## Task prompt:
Your answer must be every line of the data that holds the string "stucco".
[Opening Data under study section]
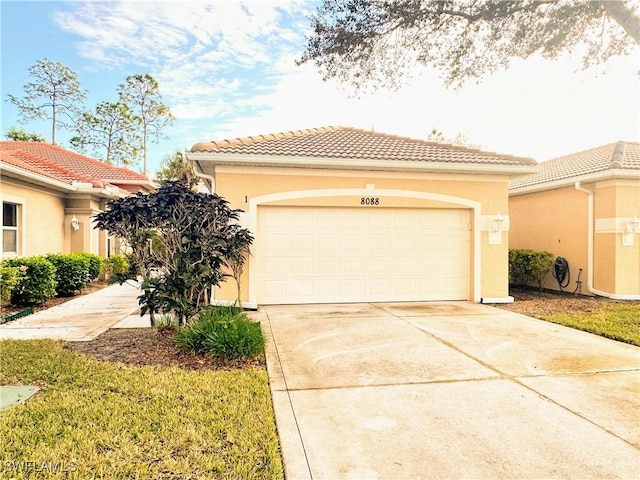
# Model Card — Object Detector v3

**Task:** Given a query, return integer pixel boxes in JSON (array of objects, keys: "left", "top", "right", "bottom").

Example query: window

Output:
[{"left": 2, "top": 202, "right": 18, "bottom": 254}]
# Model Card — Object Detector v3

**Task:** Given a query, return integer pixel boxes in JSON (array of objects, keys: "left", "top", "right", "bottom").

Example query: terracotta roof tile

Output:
[
  {"left": 509, "top": 141, "right": 640, "bottom": 190},
  {"left": 191, "top": 126, "right": 537, "bottom": 166},
  {"left": 1, "top": 149, "right": 96, "bottom": 185},
  {"left": 0, "top": 141, "right": 151, "bottom": 189}
]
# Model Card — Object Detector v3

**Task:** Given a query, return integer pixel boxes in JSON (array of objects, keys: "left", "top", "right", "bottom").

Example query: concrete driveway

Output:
[{"left": 255, "top": 302, "right": 640, "bottom": 479}]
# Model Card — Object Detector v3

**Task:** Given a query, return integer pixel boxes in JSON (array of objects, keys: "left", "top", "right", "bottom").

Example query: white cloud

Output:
[{"left": 52, "top": 0, "right": 639, "bottom": 165}]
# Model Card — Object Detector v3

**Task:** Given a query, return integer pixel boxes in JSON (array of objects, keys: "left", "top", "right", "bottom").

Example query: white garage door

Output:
[{"left": 257, "top": 207, "right": 470, "bottom": 304}]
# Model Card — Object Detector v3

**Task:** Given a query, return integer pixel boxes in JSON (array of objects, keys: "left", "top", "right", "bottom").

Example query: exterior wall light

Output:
[
  {"left": 71, "top": 215, "right": 80, "bottom": 231},
  {"left": 623, "top": 216, "right": 639, "bottom": 246},
  {"left": 492, "top": 212, "right": 504, "bottom": 233},
  {"left": 488, "top": 212, "right": 504, "bottom": 245}
]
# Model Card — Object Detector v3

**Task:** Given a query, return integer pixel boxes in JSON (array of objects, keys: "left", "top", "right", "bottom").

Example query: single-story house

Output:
[
  {"left": 188, "top": 126, "right": 538, "bottom": 307},
  {"left": 509, "top": 141, "right": 640, "bottom": 300},
  {"left": 1, "top": 141, "right": 155, "bottom": 259}
]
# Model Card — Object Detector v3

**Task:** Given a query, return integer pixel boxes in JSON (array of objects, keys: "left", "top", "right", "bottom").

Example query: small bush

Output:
[
  {"left": 509, "top": 249, "right": 555, "bottom": 290},
  {"left": 104, "top": 254, "right": 130, "bottom": 278},
  {"left": 46, "top": 253, "right": 90, "bottom": 297},
  {"left": 75, "top": 252, "right": 104, "bottom": 282},
  {"left": 0, "top": 265, "right": 21, "bottom": 303},
  {"left": 3, "top": 256, "right": 57, "bottom": 305},
  {"left": 175, "top": 306, "right": 264, "bottom": 360}
]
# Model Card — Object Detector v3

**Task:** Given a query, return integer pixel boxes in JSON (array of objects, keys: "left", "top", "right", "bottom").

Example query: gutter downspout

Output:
[
  {"left": 188, "top": 150, "right": 216, "bottom": 193},
  {"left": 574, "top": 181, "right": 635, "bottom": 299},
  {"left": 574, "top": 182, "right": 596, "bottom": 295}
]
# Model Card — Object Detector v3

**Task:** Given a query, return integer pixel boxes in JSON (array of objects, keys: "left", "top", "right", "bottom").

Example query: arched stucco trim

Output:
[{"left": 244, "top": 188, "right": 482, "bottom": 304}]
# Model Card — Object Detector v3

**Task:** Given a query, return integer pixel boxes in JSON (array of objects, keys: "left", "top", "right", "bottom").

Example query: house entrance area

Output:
[{"left": 256, "top": 206, "right": 470, "bottom": 304}]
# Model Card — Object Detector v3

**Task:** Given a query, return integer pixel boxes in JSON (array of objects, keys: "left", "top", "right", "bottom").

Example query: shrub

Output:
[
  {"left": 75, "top": 252, "right": 104, "bottom": 282},
  {"left": 0, "top": 265, "right": 21, "bottom": 303},
  {"left": 46, "top": 253, "right": 90, "bottom": 297},
  {"left": 509, "top": 249, "right": 555, "bottom": 290},
  {"left": 174, "top": 306, "right": 264, "bottom": 360},
  {"left": 104, "top": 254, "right": 130, "bottom": 279},
  {"left": 3, "top": 256, "right": 57, "bottom": 305}
]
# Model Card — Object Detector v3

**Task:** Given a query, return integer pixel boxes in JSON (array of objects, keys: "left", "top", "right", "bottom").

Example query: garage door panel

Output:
[
  {"left": 316, "top": 279, "right": 339, "bottom": 296},
  {"left": 258, "top": 207, "right": 469, "bottom": 304},
  {"left": 263, "top": 234, "right": 287, "bottom": 252},
  {"left": 391, "top": 278, "right": 415, "bottom": 294},
  {"left": 394, "top": 234, "right": 418, "bottom": 252},
  {"left": 370, "top": 256, "right": 392, "bottom": 273},
  {"left": 341, "top": 233, "right": 364, "bottom": 251},
  {"left": 263, "top": 280, "right": 287, "bottom": 297},
  {"left": 370, "top": 279, "right": 390, "bottom": 294},
  {"left": 315, "top": 257, "right": 340, "bottom": 274},
  {"left": 341, "top": 211, "right": 367, "bottom": 229},
  {"left": 288, "top": 234, "right": 313, "bottom": 252},
  {"left": 395, "top": 257, "right": 415, "bottom": 273},
  {"left": 369, "top": 235, "right": 391, "bottom": 251},
  {"left": 263, "top": 257, "right": 287, "bottom": 274},
  {"left": 343, "top": 257, "right": 366, "bottom": 274},
  {"left": 290, "top": 283, "right": 313, "bottom": 298},
  {"left": 318, "top": 234, "right": 341, "bottom": 251},
  {"left": 341, "top": 278, "right": 367, "bottom": 295},
  {"left": 289, "top": 257, "right": 313, "bottom": 274}
]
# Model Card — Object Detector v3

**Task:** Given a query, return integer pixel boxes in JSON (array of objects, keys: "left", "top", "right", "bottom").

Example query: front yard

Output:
[
  {"left": 497, "top": 287, "right": 640, "bottom": 346},
  {"left": 0, "top": 339, "right": 283, "bottom": 479}
]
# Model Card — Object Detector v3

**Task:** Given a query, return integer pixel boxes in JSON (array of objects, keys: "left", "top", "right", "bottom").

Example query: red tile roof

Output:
[
  {"left": 510, "top": 141, "right": 640, "bottom": 190},
  {"left": 0, "top": 141, "right": 152, "bottom": 190},
  {"left": 191, "top": 126, "right": 537, "bottom": 166}
]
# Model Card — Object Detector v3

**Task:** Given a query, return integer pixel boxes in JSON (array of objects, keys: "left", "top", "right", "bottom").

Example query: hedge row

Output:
[
  {"left": 509, "top": 249, "right": 555, "bottom": 290},
  {"left": 1, "top": 252, "right": 113, "bottom": 306}
]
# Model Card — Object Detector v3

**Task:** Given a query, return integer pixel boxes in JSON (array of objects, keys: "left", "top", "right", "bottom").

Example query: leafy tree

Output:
[
  {"left": 93, "top": 181, "right": 253, "bottom": 326},
  {"left": 426, "top": 128, "right": 480, "bottom": 149},
  {"left": 118, "top": 74, "right": 174, "bottom": 175},
  {"left": 155, "top": 151, "right": 197, "bottom": 187},
  {"left": 7, "top": 59, "right": 85, "bottom": 144},
  {"left": 4, "top": 126, "right": 46, "bottom": 142},
  {"left": 299, "top": 0, "right": 640, "bottom": 90},
  {"left": 71, "top": 101, "right": 140, "bottom": 166}
]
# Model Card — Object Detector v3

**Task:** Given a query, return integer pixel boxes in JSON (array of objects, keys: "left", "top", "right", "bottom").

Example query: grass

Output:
[
  {"left": 175, "top": 307, "right": 265, "bottom": 360},
  {"left": 0, "top": 340, "right": 283, "bottom": 480},
  {"left": 542, "top": 304, "right": 640, "bottom": 346}
]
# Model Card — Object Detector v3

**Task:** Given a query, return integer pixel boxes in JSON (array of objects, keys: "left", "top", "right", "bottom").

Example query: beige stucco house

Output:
[
  {"left": 509, "top": 141, "right": 640, "bottom": 300},
  {"left": 188, "top": 126, "right": 538, "bottom": 307},
  {"left": 1, "top": 141, "right": 155, "bottom": 259}
]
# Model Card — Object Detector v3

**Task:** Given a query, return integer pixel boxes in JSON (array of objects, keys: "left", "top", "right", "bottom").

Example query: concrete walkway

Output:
[
  {"left": 0, "top": 281, "right": 148, "bottom": 341},
  {"left": 255, "top": 302, "right": 640, "bottom": 479}
]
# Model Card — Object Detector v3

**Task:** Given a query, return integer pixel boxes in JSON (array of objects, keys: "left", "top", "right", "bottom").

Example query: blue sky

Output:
[{"left": 2, "top": 0, "right": 639, "bottom": 177}]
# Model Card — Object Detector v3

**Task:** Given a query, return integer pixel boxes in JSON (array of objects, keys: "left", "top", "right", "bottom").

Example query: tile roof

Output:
[
  {"left": 0, "top": 141, "right": 151, "bottom": 189},
  {"left": 191, "top": 126, "right": 537, "bottom": 167},
  {"left": 509, "top": 141, "right": 640, "bottom": 190}
]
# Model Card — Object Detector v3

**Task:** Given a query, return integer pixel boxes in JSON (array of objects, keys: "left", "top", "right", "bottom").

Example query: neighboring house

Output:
[
  {"left": 1, "top": 141, "right": 155, "bottom": 259},
  {"left": 187, "top": 126, "right": 538, "bottom": 307},
  {"left": 509, "top": 141, "right": 640, "bottom": 300}
]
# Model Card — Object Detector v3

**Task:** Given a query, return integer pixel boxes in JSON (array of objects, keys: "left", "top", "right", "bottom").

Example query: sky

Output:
[{"left": 1, "top": 0, "right": 639, "bottom": 177}]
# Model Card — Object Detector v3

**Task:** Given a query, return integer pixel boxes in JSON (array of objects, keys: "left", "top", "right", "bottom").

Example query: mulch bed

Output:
[
  {"left": 496, "top": 286, "right": 636, "bottom": 318},
  {"left": 69, "top": 328, "right": 265, "bottom": 371}
]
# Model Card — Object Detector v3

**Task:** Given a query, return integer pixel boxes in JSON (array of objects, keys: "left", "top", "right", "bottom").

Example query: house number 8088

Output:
[{"left": 361, "top": 197, "right": 380, "bottom": 205}]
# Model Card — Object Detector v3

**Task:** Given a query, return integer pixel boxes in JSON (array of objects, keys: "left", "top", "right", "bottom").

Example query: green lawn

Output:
[
  {"left": 0, "top": 340, "right": 283, "bottom": 479},
  {"left": 541, "top": 304, "right": 640, "bottom": 346}
]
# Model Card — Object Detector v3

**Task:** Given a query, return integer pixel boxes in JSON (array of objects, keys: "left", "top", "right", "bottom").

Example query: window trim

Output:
[{"left": 1, "top": 196, "right": 25, "bottom": 257}]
[Closing Data under study section]
## Answer for the task:
Example query: arched stucco trim
Example query: beige stucco house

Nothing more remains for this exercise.